══ Quoted text ══

COMPETITIONS HAVE BEEN the essence of any game to bring the best out of an individual or a team. Football competitions are more organized from 1950s. Some competitions have faded and disappeared from the scene altogether. But the competitions built on sound foundation survived and flourished as a worldwide competitive structure developed. Inarguably, Europe stands out as far as football development is concerned. With the success of the European Cup for club sides and the launch of the European Championship for international sides, each developing footballing region copied the competition structure of Europe.
With the sheer weight of fixture list, every country is forced to impose a fixture schedule so that the harmony is maintained between the clubs and the National Associations on how and when players may be made available for the multiplicity of tournaments demanding their presence at both club and national level. If this fixture schedule was not adhered to top players would not have been available for their countries. To qualify for the World Cup, countries play more than a dozen matches. Then there is qualification for the European Cup and there are other competitions.
Since the commercial and professional pressures have increased there has been bad blood between the clubs and the National Associations. But all this has been sorted out to avoid antagonism between clubs and National Associations on how and when players be made available for the multiplicity of tournaments demanding their presence at both club and national level.
Compared to pressure in Europe our country has lesser commitments and yet there is so much antagonism between clubs and state Associations. There is so much of hullabaloo about the number of games a player should play in India that even the National Football coach Stephen Constantine said, “Players in India shouldn't be playing more than 40 matches a year.” In Europe, when the various club competitions are added top players can face around 70 games per year with very little let-up.

═══
══ Extracted records ══

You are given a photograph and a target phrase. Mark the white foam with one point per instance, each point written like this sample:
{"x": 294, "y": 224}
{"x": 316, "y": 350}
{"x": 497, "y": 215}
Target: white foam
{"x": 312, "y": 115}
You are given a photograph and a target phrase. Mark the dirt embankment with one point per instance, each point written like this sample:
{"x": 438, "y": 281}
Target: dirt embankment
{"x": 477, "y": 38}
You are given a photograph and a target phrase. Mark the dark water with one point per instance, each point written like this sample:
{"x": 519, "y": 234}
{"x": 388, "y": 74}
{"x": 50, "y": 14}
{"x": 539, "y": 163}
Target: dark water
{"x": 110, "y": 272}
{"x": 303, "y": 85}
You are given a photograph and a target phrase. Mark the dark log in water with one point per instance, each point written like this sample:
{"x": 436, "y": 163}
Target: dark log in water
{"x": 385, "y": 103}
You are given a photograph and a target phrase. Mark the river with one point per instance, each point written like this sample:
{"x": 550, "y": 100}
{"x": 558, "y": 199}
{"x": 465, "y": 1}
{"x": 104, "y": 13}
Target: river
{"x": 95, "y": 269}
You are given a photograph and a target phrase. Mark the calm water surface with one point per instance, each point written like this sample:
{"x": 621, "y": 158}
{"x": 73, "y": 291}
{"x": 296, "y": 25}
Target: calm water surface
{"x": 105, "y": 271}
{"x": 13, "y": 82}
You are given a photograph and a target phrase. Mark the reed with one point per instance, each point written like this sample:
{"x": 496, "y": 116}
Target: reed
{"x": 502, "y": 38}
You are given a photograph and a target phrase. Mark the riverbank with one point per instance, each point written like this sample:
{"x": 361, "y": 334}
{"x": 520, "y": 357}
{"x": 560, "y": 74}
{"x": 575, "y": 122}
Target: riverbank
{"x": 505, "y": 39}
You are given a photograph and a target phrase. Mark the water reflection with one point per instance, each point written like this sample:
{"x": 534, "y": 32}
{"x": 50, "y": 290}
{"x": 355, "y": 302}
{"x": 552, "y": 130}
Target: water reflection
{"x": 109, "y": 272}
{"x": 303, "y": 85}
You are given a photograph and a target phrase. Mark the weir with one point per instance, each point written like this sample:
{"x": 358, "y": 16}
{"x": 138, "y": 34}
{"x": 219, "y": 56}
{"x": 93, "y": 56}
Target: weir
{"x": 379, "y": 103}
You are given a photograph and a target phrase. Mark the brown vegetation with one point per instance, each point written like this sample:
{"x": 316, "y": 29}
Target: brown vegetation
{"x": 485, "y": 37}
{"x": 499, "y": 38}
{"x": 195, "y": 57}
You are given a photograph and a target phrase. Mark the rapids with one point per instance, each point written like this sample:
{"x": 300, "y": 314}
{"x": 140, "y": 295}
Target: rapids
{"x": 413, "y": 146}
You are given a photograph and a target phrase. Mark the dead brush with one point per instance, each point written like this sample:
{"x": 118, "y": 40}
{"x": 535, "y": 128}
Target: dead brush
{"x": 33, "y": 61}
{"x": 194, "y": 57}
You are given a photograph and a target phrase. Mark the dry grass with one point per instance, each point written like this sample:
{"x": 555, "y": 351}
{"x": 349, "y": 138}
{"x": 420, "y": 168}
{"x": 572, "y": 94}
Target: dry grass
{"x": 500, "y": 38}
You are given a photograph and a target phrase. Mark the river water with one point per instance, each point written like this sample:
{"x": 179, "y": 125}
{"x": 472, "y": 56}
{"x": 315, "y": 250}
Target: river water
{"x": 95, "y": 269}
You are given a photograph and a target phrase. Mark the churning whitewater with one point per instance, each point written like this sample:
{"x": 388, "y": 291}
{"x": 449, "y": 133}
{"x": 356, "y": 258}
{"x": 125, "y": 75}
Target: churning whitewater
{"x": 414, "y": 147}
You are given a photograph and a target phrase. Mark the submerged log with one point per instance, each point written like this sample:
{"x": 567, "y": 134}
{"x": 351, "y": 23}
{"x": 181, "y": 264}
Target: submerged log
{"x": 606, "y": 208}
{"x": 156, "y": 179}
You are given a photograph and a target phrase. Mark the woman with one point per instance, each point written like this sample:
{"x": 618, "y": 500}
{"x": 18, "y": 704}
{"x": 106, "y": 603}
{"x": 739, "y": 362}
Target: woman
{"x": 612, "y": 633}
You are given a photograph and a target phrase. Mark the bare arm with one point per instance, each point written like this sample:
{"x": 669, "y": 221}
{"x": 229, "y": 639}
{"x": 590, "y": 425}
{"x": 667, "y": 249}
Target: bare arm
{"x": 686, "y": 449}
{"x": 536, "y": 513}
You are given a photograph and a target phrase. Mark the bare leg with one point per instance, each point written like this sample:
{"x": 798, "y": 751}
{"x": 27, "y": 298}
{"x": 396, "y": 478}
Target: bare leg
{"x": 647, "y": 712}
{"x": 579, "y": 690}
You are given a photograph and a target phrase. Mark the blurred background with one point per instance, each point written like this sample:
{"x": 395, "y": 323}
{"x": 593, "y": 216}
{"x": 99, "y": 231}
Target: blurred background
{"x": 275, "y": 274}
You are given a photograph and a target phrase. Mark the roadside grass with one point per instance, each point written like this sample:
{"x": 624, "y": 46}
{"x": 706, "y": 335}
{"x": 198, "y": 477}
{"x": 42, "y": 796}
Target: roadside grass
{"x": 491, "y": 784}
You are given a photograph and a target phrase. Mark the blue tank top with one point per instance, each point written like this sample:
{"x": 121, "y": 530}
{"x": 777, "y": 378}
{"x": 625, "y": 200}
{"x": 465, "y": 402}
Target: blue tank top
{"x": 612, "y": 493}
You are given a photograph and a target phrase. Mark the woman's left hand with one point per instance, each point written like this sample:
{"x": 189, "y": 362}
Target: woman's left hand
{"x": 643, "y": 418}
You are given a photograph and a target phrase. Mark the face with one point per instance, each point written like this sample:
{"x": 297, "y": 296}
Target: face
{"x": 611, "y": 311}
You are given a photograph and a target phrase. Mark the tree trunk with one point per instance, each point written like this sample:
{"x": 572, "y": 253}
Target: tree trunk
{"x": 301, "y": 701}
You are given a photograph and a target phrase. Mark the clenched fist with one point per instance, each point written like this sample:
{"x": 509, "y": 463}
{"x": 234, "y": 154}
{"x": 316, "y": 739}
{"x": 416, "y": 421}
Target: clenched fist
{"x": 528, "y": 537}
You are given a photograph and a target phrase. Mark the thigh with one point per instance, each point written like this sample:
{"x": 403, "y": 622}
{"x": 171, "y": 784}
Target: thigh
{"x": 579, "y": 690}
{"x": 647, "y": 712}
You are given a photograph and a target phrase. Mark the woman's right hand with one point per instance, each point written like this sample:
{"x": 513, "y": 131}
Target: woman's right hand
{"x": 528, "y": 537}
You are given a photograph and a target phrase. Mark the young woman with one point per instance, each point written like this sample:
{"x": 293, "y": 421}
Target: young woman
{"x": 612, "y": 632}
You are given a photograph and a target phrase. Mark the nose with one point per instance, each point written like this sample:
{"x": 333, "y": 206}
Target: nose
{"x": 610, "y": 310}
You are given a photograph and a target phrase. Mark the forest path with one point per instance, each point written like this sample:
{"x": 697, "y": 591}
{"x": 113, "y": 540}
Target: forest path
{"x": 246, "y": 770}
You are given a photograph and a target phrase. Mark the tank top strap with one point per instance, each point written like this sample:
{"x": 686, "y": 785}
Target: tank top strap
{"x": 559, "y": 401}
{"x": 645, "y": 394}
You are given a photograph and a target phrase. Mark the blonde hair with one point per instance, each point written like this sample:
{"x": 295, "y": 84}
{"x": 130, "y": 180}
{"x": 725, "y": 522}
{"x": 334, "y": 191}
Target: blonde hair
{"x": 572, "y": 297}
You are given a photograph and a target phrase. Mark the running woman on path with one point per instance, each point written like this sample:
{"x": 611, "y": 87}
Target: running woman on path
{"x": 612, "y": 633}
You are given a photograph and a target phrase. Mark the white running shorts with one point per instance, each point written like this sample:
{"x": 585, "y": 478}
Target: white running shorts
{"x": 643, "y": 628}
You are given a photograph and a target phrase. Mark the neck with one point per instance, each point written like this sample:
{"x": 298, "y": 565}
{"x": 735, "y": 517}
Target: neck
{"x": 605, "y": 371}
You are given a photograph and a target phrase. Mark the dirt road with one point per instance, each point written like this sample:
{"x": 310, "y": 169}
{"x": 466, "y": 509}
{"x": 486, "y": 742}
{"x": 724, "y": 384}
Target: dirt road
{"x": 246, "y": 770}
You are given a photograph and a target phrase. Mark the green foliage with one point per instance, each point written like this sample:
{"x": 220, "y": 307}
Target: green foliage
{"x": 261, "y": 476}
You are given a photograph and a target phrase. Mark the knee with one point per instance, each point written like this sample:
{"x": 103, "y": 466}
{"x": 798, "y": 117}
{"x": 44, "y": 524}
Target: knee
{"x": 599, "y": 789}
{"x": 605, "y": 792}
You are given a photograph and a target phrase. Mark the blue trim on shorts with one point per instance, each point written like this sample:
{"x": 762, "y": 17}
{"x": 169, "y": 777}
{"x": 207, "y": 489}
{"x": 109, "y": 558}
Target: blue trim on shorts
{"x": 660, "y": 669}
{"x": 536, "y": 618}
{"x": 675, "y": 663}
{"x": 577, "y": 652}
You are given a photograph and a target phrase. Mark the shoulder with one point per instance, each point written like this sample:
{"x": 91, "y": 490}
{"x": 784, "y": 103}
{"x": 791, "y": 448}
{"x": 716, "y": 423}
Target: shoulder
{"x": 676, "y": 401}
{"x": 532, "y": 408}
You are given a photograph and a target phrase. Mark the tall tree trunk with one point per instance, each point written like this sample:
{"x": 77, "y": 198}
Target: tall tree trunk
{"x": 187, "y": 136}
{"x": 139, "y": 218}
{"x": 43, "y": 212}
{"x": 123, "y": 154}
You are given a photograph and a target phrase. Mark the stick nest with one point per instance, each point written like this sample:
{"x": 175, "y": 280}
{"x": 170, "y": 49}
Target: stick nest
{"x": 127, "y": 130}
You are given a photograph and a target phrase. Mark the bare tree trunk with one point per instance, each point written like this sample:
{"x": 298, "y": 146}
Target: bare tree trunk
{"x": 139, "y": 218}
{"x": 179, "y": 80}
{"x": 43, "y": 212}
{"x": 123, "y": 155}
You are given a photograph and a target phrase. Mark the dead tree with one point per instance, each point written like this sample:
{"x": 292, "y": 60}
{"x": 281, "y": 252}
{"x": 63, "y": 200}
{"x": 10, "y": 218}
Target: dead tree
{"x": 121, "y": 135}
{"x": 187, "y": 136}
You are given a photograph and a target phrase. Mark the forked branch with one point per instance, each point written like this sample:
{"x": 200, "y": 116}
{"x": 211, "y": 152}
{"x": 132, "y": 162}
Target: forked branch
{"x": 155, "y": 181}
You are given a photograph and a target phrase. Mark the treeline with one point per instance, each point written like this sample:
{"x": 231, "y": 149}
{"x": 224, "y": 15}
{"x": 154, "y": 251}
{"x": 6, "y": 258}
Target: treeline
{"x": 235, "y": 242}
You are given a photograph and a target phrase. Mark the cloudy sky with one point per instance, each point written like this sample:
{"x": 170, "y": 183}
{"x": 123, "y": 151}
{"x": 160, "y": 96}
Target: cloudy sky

═══

- [What the task asks] Please list every football competition that the text on football competitions mentions by name.

- [Task result]
European Cup
European Championship
World Cup